SET PROBLEM: Give back the full listing verbatim, apart from its images.

Photo-based point labeling data
■ ■ ■ ■

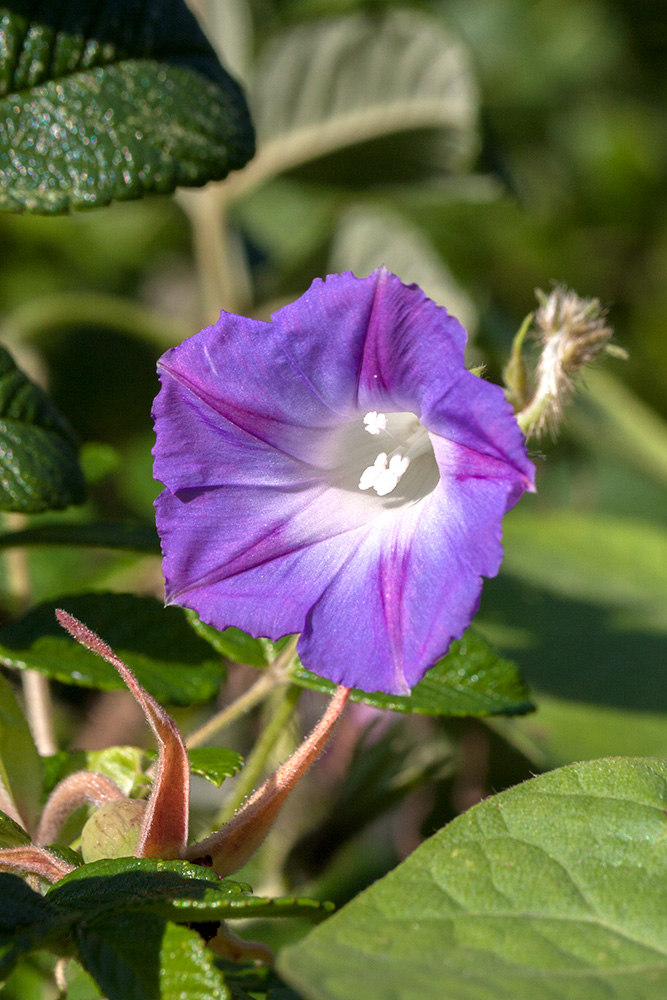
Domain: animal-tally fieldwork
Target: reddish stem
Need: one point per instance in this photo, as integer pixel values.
(164, 832)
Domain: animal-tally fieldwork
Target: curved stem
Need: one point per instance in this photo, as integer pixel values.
(261, 752)
(220, 258)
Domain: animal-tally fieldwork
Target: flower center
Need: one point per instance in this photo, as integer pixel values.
(410, 442)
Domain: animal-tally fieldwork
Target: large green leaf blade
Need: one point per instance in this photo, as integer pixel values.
(39, 469)
(556, 888)
(336, 82)
(167, 658)
(111, 100)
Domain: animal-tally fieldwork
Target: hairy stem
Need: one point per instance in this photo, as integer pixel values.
(36, 692)
(256, 762)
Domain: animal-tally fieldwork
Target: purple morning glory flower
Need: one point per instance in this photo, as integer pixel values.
(339, 473)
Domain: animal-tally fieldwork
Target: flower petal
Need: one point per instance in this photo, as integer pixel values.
(263, 523)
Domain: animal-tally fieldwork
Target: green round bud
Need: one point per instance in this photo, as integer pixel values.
(113, 830)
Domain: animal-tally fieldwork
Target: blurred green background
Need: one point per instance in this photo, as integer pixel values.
(556, 173)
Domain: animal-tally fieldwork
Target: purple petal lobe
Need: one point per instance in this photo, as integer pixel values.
(336, 472)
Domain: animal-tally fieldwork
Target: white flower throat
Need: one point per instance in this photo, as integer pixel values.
(388, 468)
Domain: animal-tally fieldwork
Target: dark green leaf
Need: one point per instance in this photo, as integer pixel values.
(20, 765)
(236, 645)
(11, 834)
(103, 534)
(174, 665)
(105, 99)
(470, 680)
(215, 763)
(556, 888)
(38, 464)
(141, 957)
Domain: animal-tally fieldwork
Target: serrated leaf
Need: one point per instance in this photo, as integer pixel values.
(336, 82)
(556, 888)
(11, 834)
(21, 773)
(470, 680)
(215, 763)
(103, 534)
(111, 99)
(232, 643)
(169, 661)
(141, 957)
(39, 469)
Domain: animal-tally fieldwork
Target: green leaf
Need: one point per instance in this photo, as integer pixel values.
(11, 834)
(597, 558)
(113, 99)
(20, 765)
(556, 888)
(470, 680)
(141, 957)
(215, 763)
(561, 732)
(174, 665)
(173, 890)
(232, 642)
(103, 534)
(334, 83)
(27, 921)
(367, 234)
(38, 464)
(123, 764)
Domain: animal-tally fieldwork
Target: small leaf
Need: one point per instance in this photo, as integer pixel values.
(470, 680)
(113, 99)
(215, 763)
(170, 662)
(556, 888)
(141, 957)
(20, 765)
(11, 834)
(341, 81)
(38, 464)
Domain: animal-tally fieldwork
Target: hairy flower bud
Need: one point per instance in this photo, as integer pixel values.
(572, 333)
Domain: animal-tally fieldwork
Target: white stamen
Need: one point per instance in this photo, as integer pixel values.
(375, 422)
(382, 478)
(370, 475)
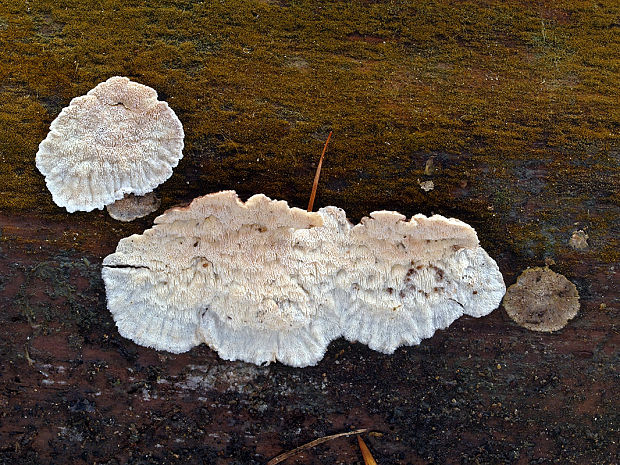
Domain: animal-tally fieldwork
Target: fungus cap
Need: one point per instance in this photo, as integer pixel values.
(542, 300)
(400, 281)
(115, 140)
(133, 206)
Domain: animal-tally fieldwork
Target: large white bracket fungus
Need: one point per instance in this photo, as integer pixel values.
(118, 139)
(261, 281)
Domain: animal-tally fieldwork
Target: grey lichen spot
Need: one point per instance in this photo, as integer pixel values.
(579, 240)
(427, 186)
(542, 300)
(260, 281)
(117, 139)
(133, 206)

■ ■ ■ ■

FINAL RESULT:
Domain: animal-tally fieldwork
Target: reddish stem
Need: one point per instance in this photo, as integer pixel values.
(164, 832)
Domain: animal-tally fieldwork
Target: curved stem
Need: one point per instance in this photo, as integer pixel values.
(261, 752)
(220, 258)
Domain: animal-tally fieldwork
Target: flower center
Need: one point per instance in this photo, as integer pixel values.
(410, 442)
Domain: animal-tally fieldwork
Target: large green leaf blade
Need: one point per instance in this photo, as integer pixel values.
(39, 469)
(556, 888)
(336, 82)
(167, 658)
(111, 100)
Domain: animal-tally fieldwork
Target: hairy stem
Need: one point per instance in this photo, as integer pixel values.
(36, 692)
(256, 762)
Domain: animal-tally fieldwork
Target: purple morning glory flower
Need: one point per instance in this photo, as integer pixel values.
(339, 473)
Domain: animal-tally fieldwork
Target: flower petal
Need: one point per instance in this photo, as integer pixel values.
(263, 523)
Domain: animal-tally fieldwork
Target: green round bud
Need: one point per instance in this photo, as integer pixel values.
(113, 830)
Domain: animal-tally fieldwork
Target: blurred green background
Need: one point per instance in this photo, as integer pixel values.
(556, 173)
Domain: animal-tally fieldwork
Target: purple petal lobe
Need: one point per instance in this photo, as integer pixel values.
(336, 472)
Domain: animal-tally fieldwork
Target: white flower throat
Need: one point per instance in this photo, as integer pixel values.
(388, 468)
Domain: animal-tally fieldwork
Target: dark green leaf
Need: one point per instance in this photo, as integer pixel values.
(20, 765)
(236, 645)
(11, 834)
(103, 534)
(174, 665)
(105, 99)
(470, 680)
(215, 763)
(556, 888)
(38, 464)
(141, 957)
Domain: animal-tally fieldwork
Target: serrated leaf
Need: one point per instance in this photo, as integer pixel values.
(336, 82)
(556, 888)
(11, 834)
(21, 773)
(470, 680)
(215, 763)
(103, 534)
(111, 99)
(232, 643)
(169, 661)
(141, 957)
(39, 469)
Domain: animal-tally fieldwork
Target: green leaf
Need: one point per instance in this photo, as integer pixel values.
(11, 834)
(597, 558)
(113, 99)
(20, 765)
(556, 888)
(470, 680)
(141, 957)
(215, 763)
(561, 732)
(174, 665)
(173, 890)
(232, 642)
(103, 534)
(334, 83)
(27, 921)
(367, 234)
(38, 464)
(123, 764)
Domain: animal-tally fieldwork
Target: small leaf
Need: one point per instance in this photo, as integer pixel values.
(470, 680)
(113, 99)
(215, 763)
(170, 662)
(556, 888)
(141, 957)
(20, 765)
(11, 834)
(341, 81)
(38, 464)
Domain: animal-tally fieldwork
Target: hairy flower bud
Need: one point per instance in this photo, as integer pixel values.
(572, 333)
Domain: animal-tally fieldwork
Target: white stamen
Need: one point per instance in this photo, as integer pixel values.
(375, 422)
(382, 478)
(370, 475)
Domain: animal-tally fieldwork
Target: fungus cap
Need: one point per instance in this photo, as integer pixel values.
(542, 300)
(400, 281)
(115, 140)
(133, 206)
Domain: animal-tally fieldwork
Target: large white bracket fungus
Need: one point per instance in this photo, as integer pixel values.
(118, 139)
(261, 281)
Domain: animal-tally fieldwork
Target: grey lichen spot
Need: one point per instance in this photo, as integer pixel values.
(579, 240)
(427, 186)
(542, 300)
(260, 281)
(117, 139)
(133, 206)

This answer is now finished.